▶ _Excerpt_
"""

So any GT 1030 is probably OK. Do make sure it has GDDR5 as there is some cheapened versions out there with GDDR4.

Looking at newegg there does not seem to be many GT 1030 in stock. These are around 3-4 years old release.
I don't see a successor model. The next series is GT2xxx and they are costly. Heck even jump to GT 1050 is high.

So these cards do support HDMI 2.0 and should provide 4K@60FPS if I am reading the literature right.

And my old advice from that old thread still stands true.
You need to consider the VGA power connectors needed before buying.
Otherwise a power supply may be needed too. There are Molex to 6 pins commonly available though.


----------



## Argentum (Mar 11, 2021)

ct85711 said:


> Like Argentum mention, it just depends on how set you are on having a 4k monitor.  You could get 1-2 generation older than the newest set of cards considerably cheaper, and have 2-3 monitors for less than a newer card is going to set you back.  Like I am running a 1070 with 2 2k monitors without any difficulty (I could have ran a 3rd 2k monitor if I had desk space).  Just a quick search, if your target budget is about $1k (US) for both the card and monitor; you'll easily exceed that budget quickly to get the card alone.


And I was just looking that a brand new RX 550 with warranty is on sale for EUR 95 in the nearest computer shop. It supports 5120 x 2880 maximum resolution. I use to keep one RX 550 as a backup in my drawer. In fact it is a very good card, stable and not power hungry. There are even low profile models of RX 550 available (and passive cooling models also).


----------



## Phishfry (Mar 11, 2021)

"""

▶ _Provided data_
"""

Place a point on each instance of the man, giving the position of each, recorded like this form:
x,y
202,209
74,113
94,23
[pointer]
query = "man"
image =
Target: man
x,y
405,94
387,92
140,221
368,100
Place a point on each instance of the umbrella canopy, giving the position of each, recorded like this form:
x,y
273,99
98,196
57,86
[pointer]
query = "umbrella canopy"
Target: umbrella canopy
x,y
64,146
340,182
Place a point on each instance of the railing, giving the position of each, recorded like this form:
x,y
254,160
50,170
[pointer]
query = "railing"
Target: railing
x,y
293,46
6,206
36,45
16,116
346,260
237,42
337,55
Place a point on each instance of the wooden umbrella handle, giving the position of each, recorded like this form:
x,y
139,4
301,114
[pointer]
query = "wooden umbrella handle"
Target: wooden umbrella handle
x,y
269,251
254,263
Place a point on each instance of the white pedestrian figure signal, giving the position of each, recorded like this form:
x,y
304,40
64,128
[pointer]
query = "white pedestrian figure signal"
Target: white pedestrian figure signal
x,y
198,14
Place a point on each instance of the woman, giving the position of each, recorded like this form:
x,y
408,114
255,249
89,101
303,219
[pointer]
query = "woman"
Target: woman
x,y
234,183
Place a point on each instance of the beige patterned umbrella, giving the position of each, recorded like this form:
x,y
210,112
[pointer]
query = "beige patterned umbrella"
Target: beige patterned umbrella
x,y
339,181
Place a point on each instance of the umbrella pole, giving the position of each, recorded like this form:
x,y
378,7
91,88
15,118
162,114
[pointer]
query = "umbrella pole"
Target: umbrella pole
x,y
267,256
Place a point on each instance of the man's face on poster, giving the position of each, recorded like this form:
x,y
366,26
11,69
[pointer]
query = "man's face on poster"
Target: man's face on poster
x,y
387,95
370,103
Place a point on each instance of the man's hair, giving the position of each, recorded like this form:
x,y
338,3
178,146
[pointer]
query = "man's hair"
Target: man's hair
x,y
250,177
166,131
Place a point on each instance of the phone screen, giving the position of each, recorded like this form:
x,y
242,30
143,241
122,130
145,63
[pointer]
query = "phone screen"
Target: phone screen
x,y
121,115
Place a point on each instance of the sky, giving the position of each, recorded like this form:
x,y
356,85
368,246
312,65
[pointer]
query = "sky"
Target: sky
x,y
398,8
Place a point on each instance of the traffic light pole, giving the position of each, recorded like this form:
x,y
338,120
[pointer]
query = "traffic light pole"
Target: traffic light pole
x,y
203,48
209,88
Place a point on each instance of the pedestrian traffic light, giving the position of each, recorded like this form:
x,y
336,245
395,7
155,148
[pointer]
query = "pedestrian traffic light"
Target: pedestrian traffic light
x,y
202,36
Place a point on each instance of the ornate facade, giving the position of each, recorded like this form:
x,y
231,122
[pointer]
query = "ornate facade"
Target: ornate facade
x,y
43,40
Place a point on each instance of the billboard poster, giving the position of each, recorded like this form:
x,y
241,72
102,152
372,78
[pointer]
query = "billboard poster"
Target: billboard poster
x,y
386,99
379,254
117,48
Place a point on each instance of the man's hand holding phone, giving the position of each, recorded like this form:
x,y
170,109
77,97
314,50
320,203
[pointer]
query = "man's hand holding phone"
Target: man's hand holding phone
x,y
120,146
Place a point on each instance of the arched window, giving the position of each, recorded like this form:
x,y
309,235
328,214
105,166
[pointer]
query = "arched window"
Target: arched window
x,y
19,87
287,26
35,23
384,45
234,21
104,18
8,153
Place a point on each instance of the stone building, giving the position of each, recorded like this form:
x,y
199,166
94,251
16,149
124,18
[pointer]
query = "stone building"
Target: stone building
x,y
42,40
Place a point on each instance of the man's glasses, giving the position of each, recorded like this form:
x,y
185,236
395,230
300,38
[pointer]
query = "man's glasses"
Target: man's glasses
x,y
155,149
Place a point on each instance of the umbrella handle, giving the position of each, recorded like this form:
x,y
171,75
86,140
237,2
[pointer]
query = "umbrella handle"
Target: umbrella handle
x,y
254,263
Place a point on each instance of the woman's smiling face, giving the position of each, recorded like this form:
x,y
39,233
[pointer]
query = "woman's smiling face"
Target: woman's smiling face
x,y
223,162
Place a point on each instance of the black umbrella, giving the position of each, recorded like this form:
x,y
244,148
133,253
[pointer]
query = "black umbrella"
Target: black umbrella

"""

▶ _Instructions_
a – According to the graphics card thread, what type of memory should a GT 1030 have?
b – Reproduce the graphics card thread word for word, starting with "So these cards" and going on through "still stands true.".
c – Take the graphics card thread further, picking up from the point where it stops.

▶ _Expected results_
a – GDDR5.

b –
So these cards do support HDMI 2.0 and should provide 4K@60FPS if I am reading the literature right.

And my old advice from that old thread still stands true.

c –
ct85711 said:


> Well, what shkhln was meaning, is that right now graphics cards are overinflated on prices right now, due to shortages and a high demand from bitcoin miners buying the newer cards. The ones that are available, are often sold at a over inflated prices. As with anything, consider what kind of budget are you looking to spend around, and what are your needs.


This is right on.

I would even consider upgrading everything and use On-CPU video. AMD has a radeon right on chip.


			https://www.amd.com/en/processors/ryzen-with-graphics
		


I have no idea if the FreeBSD radeon drivers work at 4K


----------



## mefizto (Mar 11, 2021)

Hi shklhn,



shkhln said:


> Let me spell it for you: the thread is relevant because it shows that you still haven't bought the damn card in 2 years. Otherwise you would know that any modern GPU is perfectly capable of UHD output. They also have public specs that you can read on the internet.



Did you even read what I wrote: ". . .my video card is dying too"?  So, if I did not buy a damn card, why is it dying?

In any event, have a last word.

Hi Argentum, ct85711,

thank you for the recommendation to look at a different resolution monitor.  I was contemplating 4K monitor because I experience it at my landlord, and both the movies (blu-ray) and drafting is much nicer than my Acer AL2216W.

Hi Phisfry,

thank you for the memory recommendation.  I can always look on e-bay.

Regarding On-CPU video, this does not appear to be an option, I have a nice Supermicro/Xeon combination that works great.

Kindest regards,

M


----------



## shkhln (Mar 11, 2021)

mefizto said:


> Did you even read what I wrote: ". . .my video card is dying too"?  So, if I did not buy a damn card, why is it dying?


I did in fact read a few of your threads (I always do) and, _no_, "RS780 Radeon 3000" doesn't match my recommendation of < 10 years old video card (counting from 2019, of course). It doesn't match any other recommendations in the thread for that matter. You seem to take a lot of pride in having no idea what you are doing.


----------



## mefizto (Mar 11, 2021)

Hi shkhln,

First, I do not understand your animosity and need to use invective.

Second, the Radeon is a card a friend gave me for the interim replacement of the dying card.

Kindest regards,

M


----------



## olli@ (Mar 11, 2021)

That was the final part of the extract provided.